:: TASKS FOR THIS EXERCISE ::
- A) According to the AMD article, on what date did AMD announce its partnership with OpenAI?
- B) In the AMD article, rewrite the paragraph beginning "A rising tide lifts all boats" in two sentences or fewer, keeping its main facts.
- C) Extend the AMD article from the point where it stops.

:: SOURCE TEXT ::
/---

The company produces x86 microprocessors, discrete and integrated GPUs, server and embedded processors, and semi-custom system-on-chip (SoC) products for computing, graphics, data center, and gaming applications.

The AMD logo appears atop an office building.

IMAGE SOURCE: AMD.

AMD generates revenue primarily from the sale of processors and graphics products to OEMs, cloud service providers, system integrators, and independent distributors. It serves original equipment manufacturers, cloud service providers, system integrators, and online retailers in the global computing, data center, artificial intelligence, and gaming markets.

Foolish take

For CCM Investment Advisers to begin investing in AMD at this time is noteworthy because stocks in the artificial intelligence sector have been hot for some time now. Moreover, CCM already held shares in AI chip leader Nvidia, so why did it jump into AMD now?

The AI market went into overdrive in the third quarter of 2025 after Nvidia announced blockbuster deals with Intel and OpenAI. The British government also partnered with OpenAI in the quarter to expand AI infrastructure capacity in the country.

A rising tide lifts all boats, as the saying goes, so CCM could be anticipating AMD’s growth amidst this environment. In fact, AMD announced its own partnership with OpenAI on Oct. 6. The partnership involves the semiconductor giant providing a massive number of its products to the ChatGPT creator, and is projected to deliver billions of dollars in revenue to AMD over the coming years.

As a result, AMD shares soared to an all-time high exceeding $240 on Oct. 9. While the company is a good investment and the stock has pulled back from its record high, it’s worth waiting to see if the share price retreats further before deciding to buy.

Glossary

13F assets: The value of U.S. equity securities reported by institutional investment managers in quarterly SEC Form 13F filings.
Stake: The amount of ownership or shares an investor or fund holds in a particular company.
Top holdings: The largest investments by value within a fund’s portfolio.
AUM (Assets Under Management): The total market value of assets a fund or investment manager oversees on behalf of clients.

\---

:: SOURCE INFORMATION ::
/---

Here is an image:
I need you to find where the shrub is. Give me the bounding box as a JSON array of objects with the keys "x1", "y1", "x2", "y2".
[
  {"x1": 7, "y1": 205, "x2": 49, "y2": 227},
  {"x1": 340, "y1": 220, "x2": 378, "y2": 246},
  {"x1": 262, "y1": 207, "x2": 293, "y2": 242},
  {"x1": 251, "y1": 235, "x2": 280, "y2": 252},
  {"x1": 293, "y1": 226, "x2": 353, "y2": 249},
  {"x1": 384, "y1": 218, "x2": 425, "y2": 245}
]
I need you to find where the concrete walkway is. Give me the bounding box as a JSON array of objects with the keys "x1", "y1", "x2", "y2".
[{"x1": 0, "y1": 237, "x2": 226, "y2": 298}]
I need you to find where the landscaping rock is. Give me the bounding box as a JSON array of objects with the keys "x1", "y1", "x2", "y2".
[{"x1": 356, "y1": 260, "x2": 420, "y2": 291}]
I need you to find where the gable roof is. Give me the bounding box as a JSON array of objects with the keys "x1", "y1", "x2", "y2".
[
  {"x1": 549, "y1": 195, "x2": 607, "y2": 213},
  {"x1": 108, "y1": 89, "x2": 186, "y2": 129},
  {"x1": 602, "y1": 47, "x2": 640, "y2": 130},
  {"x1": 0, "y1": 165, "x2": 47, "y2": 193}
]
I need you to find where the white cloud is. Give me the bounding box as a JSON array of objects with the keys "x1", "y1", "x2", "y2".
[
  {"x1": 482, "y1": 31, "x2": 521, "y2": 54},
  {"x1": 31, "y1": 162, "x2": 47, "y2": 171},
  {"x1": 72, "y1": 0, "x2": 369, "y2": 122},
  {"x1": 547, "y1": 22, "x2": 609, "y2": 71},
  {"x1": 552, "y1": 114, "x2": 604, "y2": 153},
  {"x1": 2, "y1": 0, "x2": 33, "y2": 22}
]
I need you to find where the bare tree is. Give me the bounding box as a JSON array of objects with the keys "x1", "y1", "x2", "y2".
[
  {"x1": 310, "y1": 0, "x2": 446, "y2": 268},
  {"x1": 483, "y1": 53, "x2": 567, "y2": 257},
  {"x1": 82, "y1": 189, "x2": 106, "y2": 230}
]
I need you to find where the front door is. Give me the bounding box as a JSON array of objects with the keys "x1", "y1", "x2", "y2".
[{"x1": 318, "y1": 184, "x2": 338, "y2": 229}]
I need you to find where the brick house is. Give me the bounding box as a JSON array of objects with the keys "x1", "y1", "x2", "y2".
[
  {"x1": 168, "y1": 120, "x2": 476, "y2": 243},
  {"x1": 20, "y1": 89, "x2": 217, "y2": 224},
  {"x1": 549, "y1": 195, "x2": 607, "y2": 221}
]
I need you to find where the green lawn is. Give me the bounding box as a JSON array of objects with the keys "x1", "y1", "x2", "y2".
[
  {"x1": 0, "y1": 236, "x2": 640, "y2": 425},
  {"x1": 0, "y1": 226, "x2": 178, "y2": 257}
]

\---

:: EXERCISE ANSWERS ::
- A) Oct. 6

- B) CCM may be expecting AMD to grow as the AI market booms. On Oct. 6, AMD announced a partnership to supply OpenAI with a massive number of its products, which is projected to bring AMD billions of dollars in revenue over the coming years.

- C)
Outperforming: Achieving a higher return compared to a benchmark index or peer group over a specific period.
Trailing twelve months (TTM): The 12-month period ending with the most recent quarterly report.
Forward price-to-earnings ratio: A valuation metric comparing a company’s current share price to its projected future earnings per share.
Enterprise value to EBITDA multiple: A valuation ratio comparing a company’s total value to its earnings before interest, taxes, depreciation, and amortization.
System-on-Chip (SoC): An integrated circuit that combines multiple components, such as CPU, GPU, and memory, onto a single chip.
Original equipment manufacturers (OEMs): Companies that produce parts or equipment used in another company’s end products.
Cloud service providers: Companies offering computing resources, storage, or services over the internet to businesses or individuals.
Data center: A facility housing computer systems and associated components for storing, processing, and managing large amounts of data.

Robert Izquierdo has positions in Advanced Micro Devices, Alphabet, Apple, Broadcom, Intel, Microsoft, and Nvidia. The Motley Fool has positions in and recommends Advanced Micro Devices, Alphabet, Apple, Intel, Microsoft, and Nvidia. The Motley Fool recommends Broadcom and recommends the following options: long January 2026 $395 calls on Microsoft, short January 2026 $405 calls on Microsoft, and short November 2025 $21 puts on Intel. The Motley Fool has a disclosure policy.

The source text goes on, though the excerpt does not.